**Excerpt:**
The Jeffersons And Real America

My eyes burned from held-back tears on Nov. 9 when it was proclaimed that Donald J. Trump was the new president-elect. I felt so powerless, unvalued and little.

With the Miami Book Fair rapidly approaching, it was hard to find the willpower to engage in an event that I was looking forward to all year.

It wasn’t until I studied the lineup that I encountered a newfound hunger to protest, not through the streets, but through words.

I had the honor of interviewing Pulitzer Prize and National Book award winner Annette Gordon-Reed and Peter Onuf on their book “Most Blessed of the Patriarchs”: Thomas Jefferson and the Empire of the Imagination, where they studied and wrote personal and intimate accounts of who Thomas Jefferson was—a perplexed man desperately trying to define his belief in faith, slavery and livelihood, seeking his identity as a man and father all while aiding in founding a new country.

I also interviewed Laura Kamoie and Stephanie Dray for their novel America’s First Daughter, where they tell the untold story of Patsy Jefferson, Thomas Jefferson’s eldest daughter, the woman who sacrificed so much to make Jefferson who he was only to have her voice silenced by her own prejudices and history monopolized by white men. What was so baffling about these books was their objective truthfulness in how slavery was a focal point in American aristocratic life, politics, and in the formation of this country.

The weekend came to a final close when National Book Award winner Colson Whitehead took the stand in the Chapman chamber. You couldn’t hear a pin drop as he read from his book The Underground Railroad, an account of Cora, the heroine, and her traumatic experiences escaping from her plantation to freedom.

A block of data
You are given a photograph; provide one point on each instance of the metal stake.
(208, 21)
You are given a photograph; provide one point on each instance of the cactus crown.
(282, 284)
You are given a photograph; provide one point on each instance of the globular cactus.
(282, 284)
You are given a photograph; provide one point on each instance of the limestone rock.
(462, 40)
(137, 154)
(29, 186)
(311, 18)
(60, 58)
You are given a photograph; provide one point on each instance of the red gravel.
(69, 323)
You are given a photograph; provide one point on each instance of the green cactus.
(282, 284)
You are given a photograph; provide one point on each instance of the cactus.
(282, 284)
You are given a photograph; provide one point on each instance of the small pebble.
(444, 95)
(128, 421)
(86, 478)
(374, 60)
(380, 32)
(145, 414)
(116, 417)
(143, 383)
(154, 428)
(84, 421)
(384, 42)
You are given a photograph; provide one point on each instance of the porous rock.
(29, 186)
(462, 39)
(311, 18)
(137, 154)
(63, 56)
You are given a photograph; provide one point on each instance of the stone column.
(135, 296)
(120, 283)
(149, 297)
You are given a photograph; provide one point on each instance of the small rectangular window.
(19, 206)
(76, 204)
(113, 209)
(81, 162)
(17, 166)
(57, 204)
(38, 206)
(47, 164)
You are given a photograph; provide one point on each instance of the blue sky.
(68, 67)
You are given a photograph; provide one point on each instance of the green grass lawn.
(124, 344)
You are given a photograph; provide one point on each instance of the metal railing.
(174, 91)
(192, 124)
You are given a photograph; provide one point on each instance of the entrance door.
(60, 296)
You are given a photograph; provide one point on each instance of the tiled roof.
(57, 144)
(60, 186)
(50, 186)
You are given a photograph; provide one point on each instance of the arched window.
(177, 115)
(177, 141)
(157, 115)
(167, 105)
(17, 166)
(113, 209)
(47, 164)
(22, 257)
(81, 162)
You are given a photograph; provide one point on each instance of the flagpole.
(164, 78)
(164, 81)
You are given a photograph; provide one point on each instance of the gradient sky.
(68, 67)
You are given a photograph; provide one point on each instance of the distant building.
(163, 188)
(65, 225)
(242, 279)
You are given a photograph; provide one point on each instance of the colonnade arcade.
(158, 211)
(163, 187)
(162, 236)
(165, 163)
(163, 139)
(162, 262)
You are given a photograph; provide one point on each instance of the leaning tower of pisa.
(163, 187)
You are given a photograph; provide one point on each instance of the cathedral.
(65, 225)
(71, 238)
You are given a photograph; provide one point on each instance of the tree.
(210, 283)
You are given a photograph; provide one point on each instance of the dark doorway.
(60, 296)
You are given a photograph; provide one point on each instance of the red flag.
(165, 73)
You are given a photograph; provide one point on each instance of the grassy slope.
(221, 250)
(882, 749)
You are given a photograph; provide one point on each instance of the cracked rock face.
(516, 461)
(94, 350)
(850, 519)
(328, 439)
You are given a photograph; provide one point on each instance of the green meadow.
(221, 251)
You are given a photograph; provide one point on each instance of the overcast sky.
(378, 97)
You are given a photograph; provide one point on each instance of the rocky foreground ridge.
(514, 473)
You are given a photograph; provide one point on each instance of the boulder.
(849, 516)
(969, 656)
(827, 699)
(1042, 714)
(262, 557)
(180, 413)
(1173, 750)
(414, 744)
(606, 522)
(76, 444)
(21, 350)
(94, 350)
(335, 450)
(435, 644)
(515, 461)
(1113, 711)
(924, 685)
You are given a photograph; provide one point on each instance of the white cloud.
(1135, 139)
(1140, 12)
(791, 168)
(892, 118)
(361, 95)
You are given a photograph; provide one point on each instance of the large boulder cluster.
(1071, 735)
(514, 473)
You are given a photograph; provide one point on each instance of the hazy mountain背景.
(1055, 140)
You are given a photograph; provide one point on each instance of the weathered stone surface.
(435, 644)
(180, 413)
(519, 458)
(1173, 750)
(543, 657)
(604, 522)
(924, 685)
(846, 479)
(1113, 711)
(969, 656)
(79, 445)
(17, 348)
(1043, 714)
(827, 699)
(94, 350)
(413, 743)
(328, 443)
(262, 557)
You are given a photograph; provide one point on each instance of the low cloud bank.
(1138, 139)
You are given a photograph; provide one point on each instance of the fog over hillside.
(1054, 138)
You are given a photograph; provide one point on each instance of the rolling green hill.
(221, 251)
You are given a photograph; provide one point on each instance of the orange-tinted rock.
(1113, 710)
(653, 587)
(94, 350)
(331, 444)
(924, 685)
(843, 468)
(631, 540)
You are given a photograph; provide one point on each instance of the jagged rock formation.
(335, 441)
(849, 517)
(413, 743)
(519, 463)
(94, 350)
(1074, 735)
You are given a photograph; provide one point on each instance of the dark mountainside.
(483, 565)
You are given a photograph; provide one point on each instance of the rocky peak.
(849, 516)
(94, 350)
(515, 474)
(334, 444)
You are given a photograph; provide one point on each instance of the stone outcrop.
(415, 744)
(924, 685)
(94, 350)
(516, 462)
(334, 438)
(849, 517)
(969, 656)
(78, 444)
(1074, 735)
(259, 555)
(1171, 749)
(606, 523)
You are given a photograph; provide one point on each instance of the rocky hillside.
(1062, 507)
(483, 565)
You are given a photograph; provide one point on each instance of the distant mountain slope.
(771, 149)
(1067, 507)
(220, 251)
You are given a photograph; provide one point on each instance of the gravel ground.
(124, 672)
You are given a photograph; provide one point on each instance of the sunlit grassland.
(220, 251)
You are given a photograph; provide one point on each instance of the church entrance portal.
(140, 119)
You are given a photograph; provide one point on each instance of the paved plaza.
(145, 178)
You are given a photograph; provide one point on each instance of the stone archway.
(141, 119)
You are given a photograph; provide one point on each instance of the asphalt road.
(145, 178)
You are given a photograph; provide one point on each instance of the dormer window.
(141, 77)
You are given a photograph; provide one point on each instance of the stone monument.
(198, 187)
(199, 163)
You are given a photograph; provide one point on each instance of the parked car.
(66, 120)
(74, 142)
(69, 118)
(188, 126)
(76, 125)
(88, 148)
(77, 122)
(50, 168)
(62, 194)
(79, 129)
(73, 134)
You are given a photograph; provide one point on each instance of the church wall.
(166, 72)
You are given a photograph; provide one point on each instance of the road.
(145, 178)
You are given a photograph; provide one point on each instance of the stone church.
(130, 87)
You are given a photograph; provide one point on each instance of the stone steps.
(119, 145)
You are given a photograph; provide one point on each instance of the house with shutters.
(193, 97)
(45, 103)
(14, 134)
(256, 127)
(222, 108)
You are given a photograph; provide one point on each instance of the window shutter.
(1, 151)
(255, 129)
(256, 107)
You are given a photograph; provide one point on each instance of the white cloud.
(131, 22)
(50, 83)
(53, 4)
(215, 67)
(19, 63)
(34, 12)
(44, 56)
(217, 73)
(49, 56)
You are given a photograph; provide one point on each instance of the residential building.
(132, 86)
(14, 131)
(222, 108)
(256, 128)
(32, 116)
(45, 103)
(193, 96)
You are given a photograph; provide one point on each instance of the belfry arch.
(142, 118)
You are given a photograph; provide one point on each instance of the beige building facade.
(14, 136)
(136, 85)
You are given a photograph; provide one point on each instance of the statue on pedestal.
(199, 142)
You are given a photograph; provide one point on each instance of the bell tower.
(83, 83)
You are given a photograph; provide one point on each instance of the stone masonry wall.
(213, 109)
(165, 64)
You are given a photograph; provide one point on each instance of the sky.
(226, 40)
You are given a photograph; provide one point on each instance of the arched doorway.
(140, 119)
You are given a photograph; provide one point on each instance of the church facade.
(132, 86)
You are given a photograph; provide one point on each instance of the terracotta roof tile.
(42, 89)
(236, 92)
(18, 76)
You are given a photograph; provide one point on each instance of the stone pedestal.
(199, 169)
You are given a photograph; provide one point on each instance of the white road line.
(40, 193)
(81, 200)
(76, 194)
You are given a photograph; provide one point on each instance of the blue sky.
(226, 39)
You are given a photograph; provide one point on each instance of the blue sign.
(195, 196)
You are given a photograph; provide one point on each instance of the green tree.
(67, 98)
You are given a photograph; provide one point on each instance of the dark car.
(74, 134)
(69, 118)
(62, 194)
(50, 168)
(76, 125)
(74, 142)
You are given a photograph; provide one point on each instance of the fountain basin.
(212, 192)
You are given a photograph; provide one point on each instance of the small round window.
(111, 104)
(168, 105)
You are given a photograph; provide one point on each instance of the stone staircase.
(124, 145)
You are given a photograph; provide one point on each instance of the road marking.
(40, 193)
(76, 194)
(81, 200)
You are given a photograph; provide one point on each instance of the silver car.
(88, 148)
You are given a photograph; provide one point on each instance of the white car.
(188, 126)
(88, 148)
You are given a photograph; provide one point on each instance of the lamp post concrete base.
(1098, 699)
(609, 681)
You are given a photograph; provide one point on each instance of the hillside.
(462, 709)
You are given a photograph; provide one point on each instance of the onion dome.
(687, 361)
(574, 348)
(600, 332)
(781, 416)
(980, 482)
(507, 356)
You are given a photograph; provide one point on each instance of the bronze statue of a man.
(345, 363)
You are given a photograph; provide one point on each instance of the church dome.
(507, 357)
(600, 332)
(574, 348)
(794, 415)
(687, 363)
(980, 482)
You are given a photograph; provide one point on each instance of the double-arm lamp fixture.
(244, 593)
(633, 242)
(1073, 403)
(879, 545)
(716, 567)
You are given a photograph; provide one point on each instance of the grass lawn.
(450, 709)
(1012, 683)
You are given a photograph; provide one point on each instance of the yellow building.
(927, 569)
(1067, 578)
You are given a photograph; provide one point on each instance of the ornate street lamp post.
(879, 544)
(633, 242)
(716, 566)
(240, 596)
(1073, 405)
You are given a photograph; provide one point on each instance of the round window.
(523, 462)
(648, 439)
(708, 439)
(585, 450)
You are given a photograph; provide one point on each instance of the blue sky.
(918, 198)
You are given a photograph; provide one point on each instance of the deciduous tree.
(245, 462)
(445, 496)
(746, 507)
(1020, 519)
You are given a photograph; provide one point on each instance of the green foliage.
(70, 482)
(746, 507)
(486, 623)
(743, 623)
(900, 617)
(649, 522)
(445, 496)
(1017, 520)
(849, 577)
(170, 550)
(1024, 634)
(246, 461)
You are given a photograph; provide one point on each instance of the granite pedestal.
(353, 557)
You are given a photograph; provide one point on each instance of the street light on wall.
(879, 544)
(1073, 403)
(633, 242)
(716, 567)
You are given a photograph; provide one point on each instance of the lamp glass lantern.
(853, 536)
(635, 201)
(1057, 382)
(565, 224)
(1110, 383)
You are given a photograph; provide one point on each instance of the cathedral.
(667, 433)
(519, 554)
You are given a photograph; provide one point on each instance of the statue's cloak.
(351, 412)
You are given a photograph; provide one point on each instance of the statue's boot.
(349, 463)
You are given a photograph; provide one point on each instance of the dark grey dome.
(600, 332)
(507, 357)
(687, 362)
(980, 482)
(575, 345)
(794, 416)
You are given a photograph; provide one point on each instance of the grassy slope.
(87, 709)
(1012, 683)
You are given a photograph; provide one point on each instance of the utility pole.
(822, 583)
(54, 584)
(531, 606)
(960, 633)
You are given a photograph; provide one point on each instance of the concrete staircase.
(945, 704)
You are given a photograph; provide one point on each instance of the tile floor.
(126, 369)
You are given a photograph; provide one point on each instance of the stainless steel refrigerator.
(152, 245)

**Stated goal 1:** According to the book fair essay, what book did Colson Whitehead read from in the Chapman chamber?
**Stated goal 2:**
Decide whether each statement agrees with the book fair essay. Answer yes or no, and quote the deciding words.
(a) The writer interviewed Laura Kamoie and Stephanie Dray about their novel America's First Daughter.
(b) Patsy Jefferson was Thomas Jefferson's youngest daughter.
(c) The writer felt a new urge to protest by taking to the streets.
**Stated goal 3:** Return the passage of the book fair essay that begins at the words "My eyes burned" and stops after the words "to all year.".

**Exercise solution 1:** The Underground Railroad

**Exercise solution 2:**
(a) Yes: "I also interviewed Laura Kamoie and Stephanie Dray for their novel America’s First Daughter"
(b) No: "Thomas Jefferson’s eldest daughter"
(c) No: "not through the streets, but through words"

**Exercise solution 3:**
My eyes burned from held-back tears on Nov. 9 when it was proclaimed that Donald J. Trump was the new president-elect. I felt so powerless, unvalued and little.

With the Miami Book Fair rapidly approaching, it was hard to find the willpower to engage in an event that I was looking forward to all year.